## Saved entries
══════════════════════════════

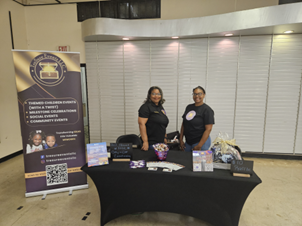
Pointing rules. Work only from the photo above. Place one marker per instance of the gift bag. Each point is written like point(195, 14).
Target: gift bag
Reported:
point(223, 149)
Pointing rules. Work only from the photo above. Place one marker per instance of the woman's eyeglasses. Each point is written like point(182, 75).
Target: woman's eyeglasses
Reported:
point(156, 94)
point(197, 94)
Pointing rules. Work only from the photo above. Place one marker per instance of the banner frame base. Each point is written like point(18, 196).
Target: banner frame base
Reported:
point(47, 192)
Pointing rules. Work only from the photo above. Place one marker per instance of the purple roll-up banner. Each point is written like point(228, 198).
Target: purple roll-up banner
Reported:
point(51, 117)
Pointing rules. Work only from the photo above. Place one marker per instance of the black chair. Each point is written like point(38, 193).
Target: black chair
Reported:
point(130, 138)
point(173, 146)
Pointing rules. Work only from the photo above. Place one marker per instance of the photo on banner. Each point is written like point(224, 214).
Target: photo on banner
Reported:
point(51, 117)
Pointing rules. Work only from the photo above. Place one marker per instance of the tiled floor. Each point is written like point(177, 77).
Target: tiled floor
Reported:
point(275, 202)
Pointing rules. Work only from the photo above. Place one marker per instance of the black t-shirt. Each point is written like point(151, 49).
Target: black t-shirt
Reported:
point(157, 121)
point(194, 120)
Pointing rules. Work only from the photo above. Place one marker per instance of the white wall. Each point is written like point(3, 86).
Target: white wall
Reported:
point(10, 134)
point(46, 27)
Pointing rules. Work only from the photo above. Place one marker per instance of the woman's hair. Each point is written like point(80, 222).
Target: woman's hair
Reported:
point(199, 87)
point(148, 99)
point(34, 133)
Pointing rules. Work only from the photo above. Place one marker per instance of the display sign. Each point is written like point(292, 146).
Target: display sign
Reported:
point(97, 154)
point(242, 166)
point(63, 48)
point(202, 161)
point(121, 151)
point(51, 118)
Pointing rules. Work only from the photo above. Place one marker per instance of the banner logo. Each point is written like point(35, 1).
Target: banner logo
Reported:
point(48, 69)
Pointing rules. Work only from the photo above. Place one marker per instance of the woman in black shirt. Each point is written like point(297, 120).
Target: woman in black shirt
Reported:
point(152, 119)
point(198, 120)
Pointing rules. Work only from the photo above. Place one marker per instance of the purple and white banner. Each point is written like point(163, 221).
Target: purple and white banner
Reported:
point(51, 117)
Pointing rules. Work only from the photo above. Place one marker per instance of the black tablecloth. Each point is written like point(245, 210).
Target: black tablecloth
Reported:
point(215, 197)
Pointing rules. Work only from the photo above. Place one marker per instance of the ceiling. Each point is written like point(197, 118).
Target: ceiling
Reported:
point(261, 21)
point(50, 2)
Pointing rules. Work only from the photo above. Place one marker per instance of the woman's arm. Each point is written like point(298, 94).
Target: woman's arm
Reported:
point(143, 131)
point(181, 136)
point(204, 137)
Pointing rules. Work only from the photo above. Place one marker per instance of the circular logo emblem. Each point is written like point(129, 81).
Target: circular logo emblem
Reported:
point(190, 115)
point(47, 69)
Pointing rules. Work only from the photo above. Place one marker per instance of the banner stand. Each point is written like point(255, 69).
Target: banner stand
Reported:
point(51, 118)
point(47, 192)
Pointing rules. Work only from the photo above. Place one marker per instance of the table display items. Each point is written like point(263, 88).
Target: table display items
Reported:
point(161, 151)
point(137, 164)
point(166, 165)
point(202, 161)
point(121, 152)
point(224, 151)
point(97, 154)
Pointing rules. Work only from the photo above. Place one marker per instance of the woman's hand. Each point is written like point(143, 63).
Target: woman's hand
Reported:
point(197, 148)
point(145, 146)
point(182, 145)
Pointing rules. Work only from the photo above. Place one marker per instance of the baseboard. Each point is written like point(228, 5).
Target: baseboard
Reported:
point(272, 156)
point(11, 156)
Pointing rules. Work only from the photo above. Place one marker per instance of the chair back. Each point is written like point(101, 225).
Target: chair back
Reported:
point(130, 138)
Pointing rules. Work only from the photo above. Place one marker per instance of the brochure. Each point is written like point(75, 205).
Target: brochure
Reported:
point(202, 161)
point(97, 154)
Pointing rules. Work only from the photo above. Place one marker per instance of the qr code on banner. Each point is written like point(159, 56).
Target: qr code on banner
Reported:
point(56, 174)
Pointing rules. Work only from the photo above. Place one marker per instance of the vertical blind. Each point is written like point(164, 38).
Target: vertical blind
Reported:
point(252, 83)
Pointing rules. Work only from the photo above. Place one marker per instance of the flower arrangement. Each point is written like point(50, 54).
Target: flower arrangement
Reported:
point(161, 150)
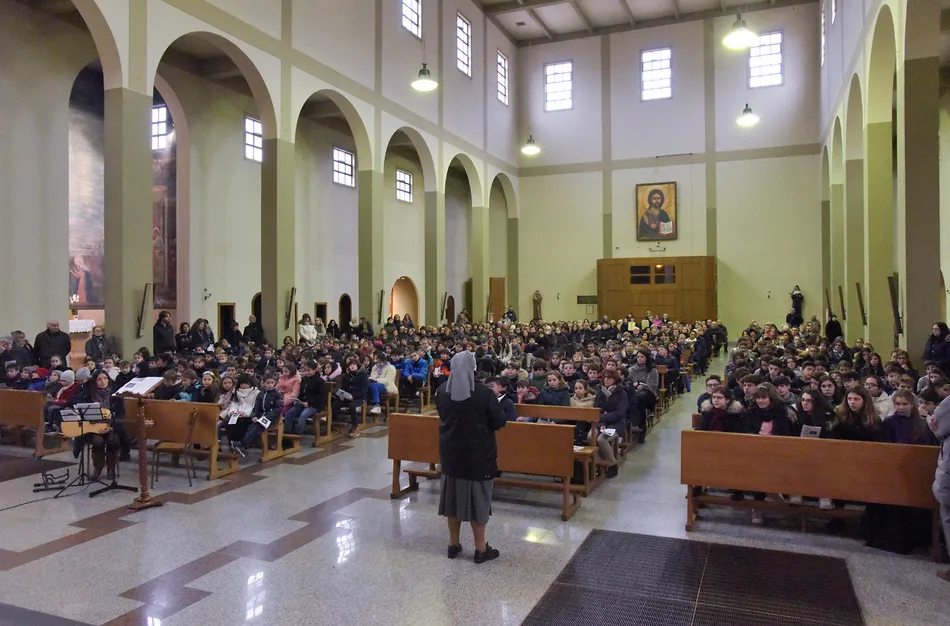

══════════════════════════════

## REQUIRED WORK
All that is needed is the number of lines above in which the string "purple" appears.

## OUTPUT FOR THIS EXERCISE
4